- WORK TO BE COMPLETED:
Could you edit the records below so that each "Each keypoint goes on the object itself" reads "Place every keypoint directly on the object", with nothing else changed? Omit the pictures from your version.

** start **

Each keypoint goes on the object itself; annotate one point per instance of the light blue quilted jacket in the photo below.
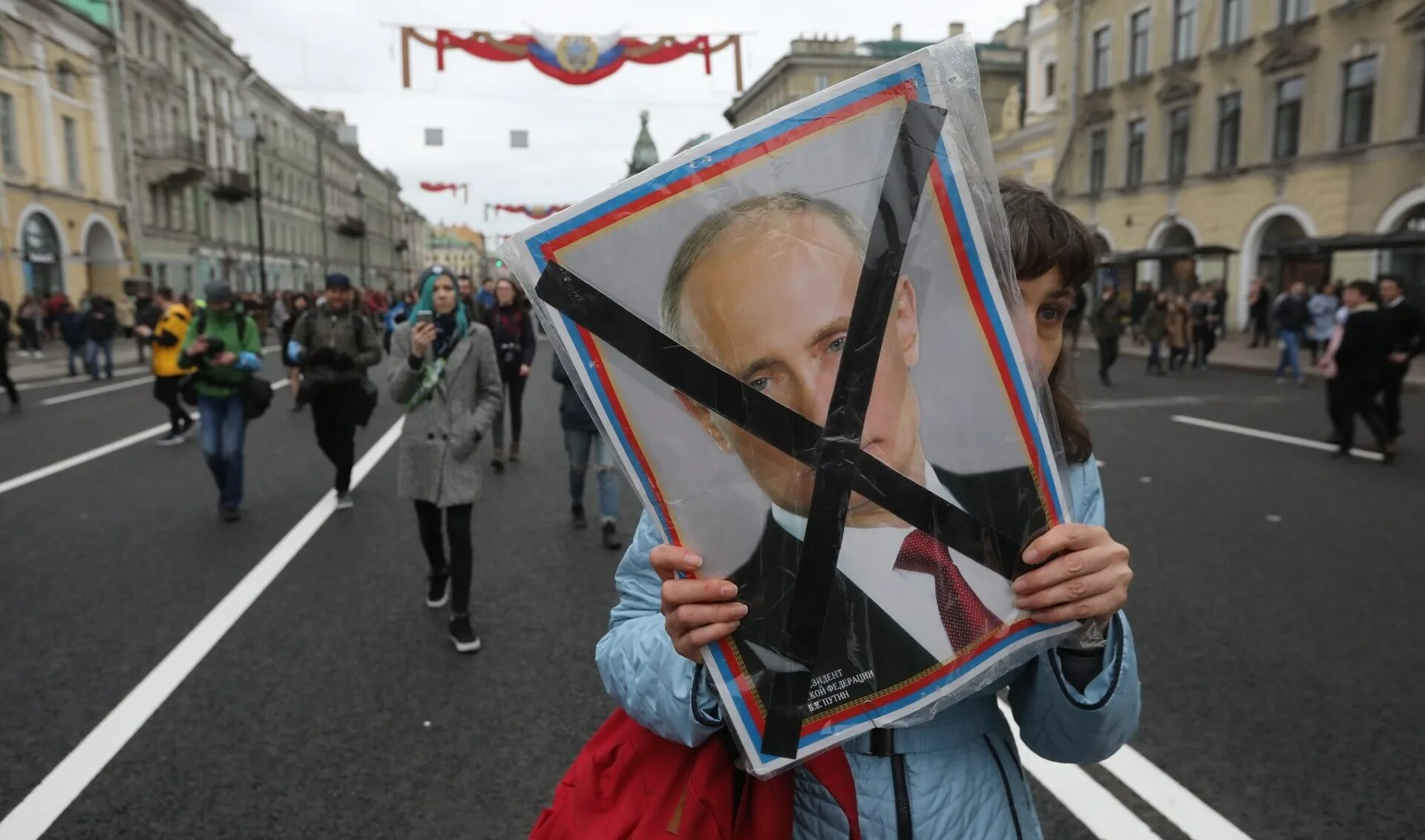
(961, 770)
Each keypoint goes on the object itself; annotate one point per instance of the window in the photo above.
(1290, 12)
(1139, 45)
(1287, 133)
(1358, 102)
(1234, 22)
(71, 151)
(1185, 29)
(1229, 130)
(1098, 160)
(65, 79)
(1101, 59)
(9, 147)
(1179, 122)
(1138, 131)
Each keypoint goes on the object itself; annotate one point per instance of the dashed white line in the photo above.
(37, 812)
(1273, 436)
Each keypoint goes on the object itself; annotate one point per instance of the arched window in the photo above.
(65, 79)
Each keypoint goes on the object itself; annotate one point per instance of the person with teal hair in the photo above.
(445, 372)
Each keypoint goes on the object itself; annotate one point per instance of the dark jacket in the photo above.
(337, 347)
(514, 332)
(571, 412)
(100, 322)
(1107, 321)
(1366, 342)
(1407, 328)
(1291, 315)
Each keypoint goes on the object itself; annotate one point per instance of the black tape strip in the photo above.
(760, 415)
(817, 556)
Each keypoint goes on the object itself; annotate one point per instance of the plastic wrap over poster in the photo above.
(802, 341)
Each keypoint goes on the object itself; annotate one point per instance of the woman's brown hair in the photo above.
(1044, 237)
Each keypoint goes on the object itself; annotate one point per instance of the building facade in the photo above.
(1242, 124)
(814, 65)
(1025, 141)
(59, 200)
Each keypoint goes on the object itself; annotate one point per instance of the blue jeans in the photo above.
(79, 352)
(107, 347)
(223, 430)
(582, 444)
(1290, 350)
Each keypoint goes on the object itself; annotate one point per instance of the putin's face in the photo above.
(770, 303)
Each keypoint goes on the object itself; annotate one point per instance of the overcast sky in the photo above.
(345, 54)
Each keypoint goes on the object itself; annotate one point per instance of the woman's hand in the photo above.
(695, 612)
(1087, 580)
(421, 338)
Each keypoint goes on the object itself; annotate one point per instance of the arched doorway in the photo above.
(103, 257)
(42, 257)
(1408, 263)
(1254, 245)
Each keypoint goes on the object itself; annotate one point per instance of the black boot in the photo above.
(610, 537)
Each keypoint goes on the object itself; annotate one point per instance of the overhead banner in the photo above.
(800, 338)
(570, 59)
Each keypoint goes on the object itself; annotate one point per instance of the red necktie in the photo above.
(965, 618)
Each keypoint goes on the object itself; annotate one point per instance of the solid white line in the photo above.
(119, 373)
(96, 453)
(1095, 806)
(1274, 436)
(94, 392)
(45, 804)
(1175, 802)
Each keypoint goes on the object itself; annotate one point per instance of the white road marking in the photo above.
(94, 392)
(96, 453)
(1274, 436)
(45, 804)
(119, 373)
(1175, 802)
(1087, 801)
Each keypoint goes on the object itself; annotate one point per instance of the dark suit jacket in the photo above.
(856, 634)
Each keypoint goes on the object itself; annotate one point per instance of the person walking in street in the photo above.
(1179, 332)
(1064, 700)
(514, 332)
(585, 444)
(335, 347)
(445, 373)
(1291, 318)
(1200, 315)
(1155, 329)
(167, 338)
(1321, 308)
(13, 393)
(1259, 309)
(1357, 365)
(226, 348)
(294, 367)
(1107, 328)
(1407, 331)
(74, 336)
(30, 318)
(100, 327)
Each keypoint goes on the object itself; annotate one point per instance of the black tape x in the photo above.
(841, 466)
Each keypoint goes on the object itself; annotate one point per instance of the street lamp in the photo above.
(247, 128)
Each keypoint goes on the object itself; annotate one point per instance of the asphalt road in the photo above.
(1270, 604)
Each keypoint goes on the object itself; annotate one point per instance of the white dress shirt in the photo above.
(868, 560)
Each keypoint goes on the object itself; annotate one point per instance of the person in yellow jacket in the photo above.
(168, 375)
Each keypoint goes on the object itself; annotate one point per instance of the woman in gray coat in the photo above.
(445, 373)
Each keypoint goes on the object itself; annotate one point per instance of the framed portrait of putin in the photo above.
(800, 339)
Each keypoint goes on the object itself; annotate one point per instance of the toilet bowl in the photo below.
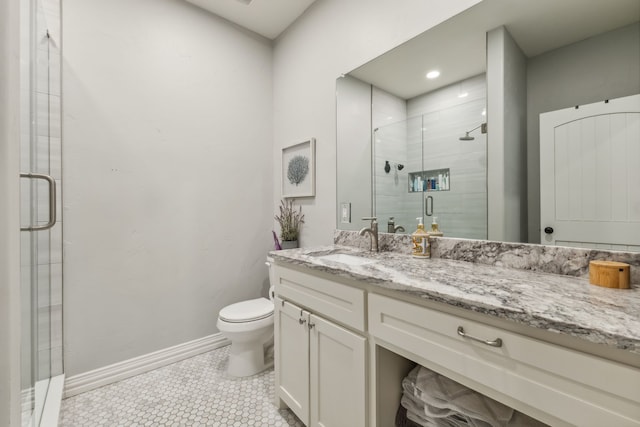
(249, 327)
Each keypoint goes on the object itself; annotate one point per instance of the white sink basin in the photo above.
(346, 259)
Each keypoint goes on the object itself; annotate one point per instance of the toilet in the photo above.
(249, 327)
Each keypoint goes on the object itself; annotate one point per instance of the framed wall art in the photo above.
(299, 169)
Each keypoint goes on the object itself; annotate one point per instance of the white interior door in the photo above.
(337, 375)
(590, 175)
(292, 357)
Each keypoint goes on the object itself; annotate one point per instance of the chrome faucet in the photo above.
(373, 231)
(392, 227)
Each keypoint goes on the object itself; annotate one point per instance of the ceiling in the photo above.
(457, 47)
(269, 18)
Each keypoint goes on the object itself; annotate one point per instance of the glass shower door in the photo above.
(41, 229)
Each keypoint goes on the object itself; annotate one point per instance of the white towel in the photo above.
(442, 394)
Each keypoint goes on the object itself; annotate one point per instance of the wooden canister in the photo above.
(610, 274)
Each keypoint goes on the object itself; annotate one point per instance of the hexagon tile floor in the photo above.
(193, 392)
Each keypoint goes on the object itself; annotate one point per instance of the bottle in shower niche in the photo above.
(420, 240)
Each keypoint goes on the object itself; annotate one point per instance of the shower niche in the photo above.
(430, 180)
(429, 147)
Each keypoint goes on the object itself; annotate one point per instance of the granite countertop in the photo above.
(557, 303)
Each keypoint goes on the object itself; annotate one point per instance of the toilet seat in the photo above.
(247, 311)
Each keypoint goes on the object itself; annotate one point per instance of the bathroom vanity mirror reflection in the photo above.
(550, 55)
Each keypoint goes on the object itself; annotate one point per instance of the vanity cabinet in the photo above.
(555, 384)
(320, 350)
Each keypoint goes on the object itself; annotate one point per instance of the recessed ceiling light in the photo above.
(433, 74)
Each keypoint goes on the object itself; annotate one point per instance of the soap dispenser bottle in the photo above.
(420, 240)
(435, 231)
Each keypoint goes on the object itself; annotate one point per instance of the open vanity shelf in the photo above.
(429, 180)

** end **

- SOLUTION:
Place every keypoint directly on the object; annotate one point per instance of the light blue quilted jacket in the photo below.
(961, 770)
Place every keypoint directly on the object; annotate one point per instance of the window in the photo above.
(1290, 12)
(1139, 45)
(1287, 133)
(1358, 102)
(1234, 22)
(71, 151)
(1185, 29)
(1229, 130)
(1098, 160)
(65, 79)
(1101, 59)
(9, 147)
(1179, 122)
(1138, 131)
Place every keypoint directly on the object; annotate one point per instance of the dashed white line in the photo above.
(37, 812)
(1273, 436)
Place every keypoint directly on the object; annotate one point per instance of the arched window in the photo above.
(65, 79)
Place every keypoint directly on the object; annotate one point per instance of the person with teal hair in the photo above.
(445, 372)
Place every keypoint directly on the object; annotate one point per instance of the dark jacket in the photo above.
(337, 347)
(514, 332)
(571, 412)
(100, 322)
(1107, 321)
(1366, 342)
(1407, 328)
(1291, 315)
Place every keypoint directly on the object; annotate one point per instance of the black tape strip in the photo above.
(760, 415)
(817, 556)
Place every keypoint directly on the object; annotate one point per instance of the plastic wrap over poster in the photo above.
(802, 341)
Place every keypoint directly on the object; annotate one point per instance of the woman's brown hair in the photo above.
(1044, 237)
Place every keypoint directly on the object; annotate one point per instance of the building facade in the photo above.
(1242, 124)
(814, 65)
(1025, 141)
(59, 200)
Place every keypoint directly on the object; annotate one point per instance of the blue jeans in the photo above.
(79, 352)
(107, 347)
(223, 430)
(582, 444)
(1290, 350)
Place every keypoint directly on the object; annotate one point per instance of the putin's face in the photo above.
(770, 303)
Place every keypoint directly on the object; annotate one point per instance of the overcast sky in the photo above.
(345, 54)
Place every keypoint directly on the object; annotate one point per instance of the woman's hand in the photo above.
(695, 612)
(1087, 580)
(421, 338)
Place every keypoint directly on the object; annotate one point per instance of the arched doorway in the photo above.
(103, 257)
(42, 257)
(1408, 263)
(1254, 245)
Place every keypoint directly on the object; annotate one point per instance of the black boot in the photo above.
(610, 537)
Place every keypoint directly on the object; annotate one point per instance of the overhead banner in the photo above.
(800, 338)
(570, 59)
Place every keypoint directly on the object; annotate one point per instance of the red necktie in the photo above.
(965, 618)
Place every keypoint directly on the object; annotate one point per instance of the solid white line in the photo above.
(119, 373)
(96, 453)
(1095, 806)
(1274, 436)
(94, 392)
(45, 804)
(1175, 802)
Place every keypoint directly on the object; annotate one point per instance of the white road marking in the photo above.
(94, 392)
(96, 453)
(1274, 436)
(45, 804)
(119, 373)
(1175, 802)
(1087, 801)
Place every keypoint directly on the object; annotate one point per instance of the dark suit jacket in the photo above.
(856, 634)
Place every keypoint directly on the object; annotate one point per instance of the person walking in street in the photo above.
(1179, 332)
(1064, 700)
(514, 332)
(585, 444)
(335, 347)
(445, 373)
(1291, 318)
(1200, 315)
(1155, 329)
(167, 338)
(1321, 308)
(13, 393)
(1259, 309)
(1357, 365)
(226, 348)
(294, 367)
(1107, 328)
(1407, 331)
(74, 336)
(30, 318)
(100, 327)
Place every keypoint directly on the object; annotate one point per instance of the black tape x in the photo above.
(841, 466)
Place every keypoint directly on the object; annotate one point per instance of the street lamp in the photo above.
(247, 128)
Place every keypoint directly on the object; annotate one point per instance of the asphalt road in the photo above.
(1270, 604)
Place every keypoint directly on the object; annotate one point per instance of the white dress shirt in the photo above.
(868, 560)
Place every keypoint directly on the object; annotate one point per instance of the person in yellow jacket in the photo above.
(168, 375)
Place every keypoint directly on the object; annotate one point per instance of the woman in gray coat in the photo above.
(445, 373)
Place every keypoint directly on the object; annotate one point per instance of the framed portrait of putin in the photo above.
(800, 339)
Place every keypoint directly on the object; annotate one point per instance of the toilet bowl in the photo below.
(249, 327)
Place every keypoint directly on the object; annotate one point per instance of the white sink basin in the photo above.
(346, 259)
Place every keypoint directly on the object; annotate one point per instance of the toilet in the photo above.
(249, 327)
Place every keypoint directly on the object; annotate one point per instance of the framed wall art in the photo above.
(299, 169)
Place every keypoint directly on the object; annotate one point per instance of the white interior door in the photo above.
(337, 375)
(590, 175)
(292, 357)
Place every keypoint directly on the object; annotate one point per instance of the chrome faucet in the photo above.
(373, 231)
(392, 227)
Place every keypoint directly on the object; annotate one point per instance of the ceiling in the photo above.
(457, 47)
(269, 18)
Place every keypoint directly on the object; annotate one point per instance of the glass shower door in the photo above.
(41, 229)
Place every keypoint directly on the object; annotate one point per instance of the white towel in the photo above.
(442, 394)
Place every keypoint directly on the object; annotate one point per instance of the wooden canister in the photo above.
(610, 274)
Place every keypoint directly on the object; annotate one point per instance of the hexagon tile floor in the photo above.
(193, 392)
Place every keypoint directly on the object; annotate one point per instance of the bottle in shower niche in the photo above.
(420, 240)
Place every keypoint directly on the object; annotate one point per instance of the shower niche in the photo above.
(430, 180)
(429, 147)
Place every keypoint directly on the object; annotate one point per instance of the granite countertop in the photo above.
(557, 303)
Place every keypoint directly on the object; annotate one point per instance of the toilet seat in the photo above.
(247, 311)
Place every keypoint directly on the object; annotate one point per instance of the bathroom vanity mirror reflection in the photo above.
(550, 55)
Place every keypoint directly on the object; annotate one point per instance of the vanity cabinet in the photo above.
(555, 384)
(320, 350)
Place every keypoint directly on the object; annotate one point per instance of the recessed ceiling light in the photo above.
(433, 74)
Place every keypoint directly on the object; annotate one point per instance of the soap dispenser bottle in the photo above.
(420, 240)
(435, 231)
Place every keypoint directly on the object; annotate one point per instance of the open vanity shelf in the photo above.
(429, 180)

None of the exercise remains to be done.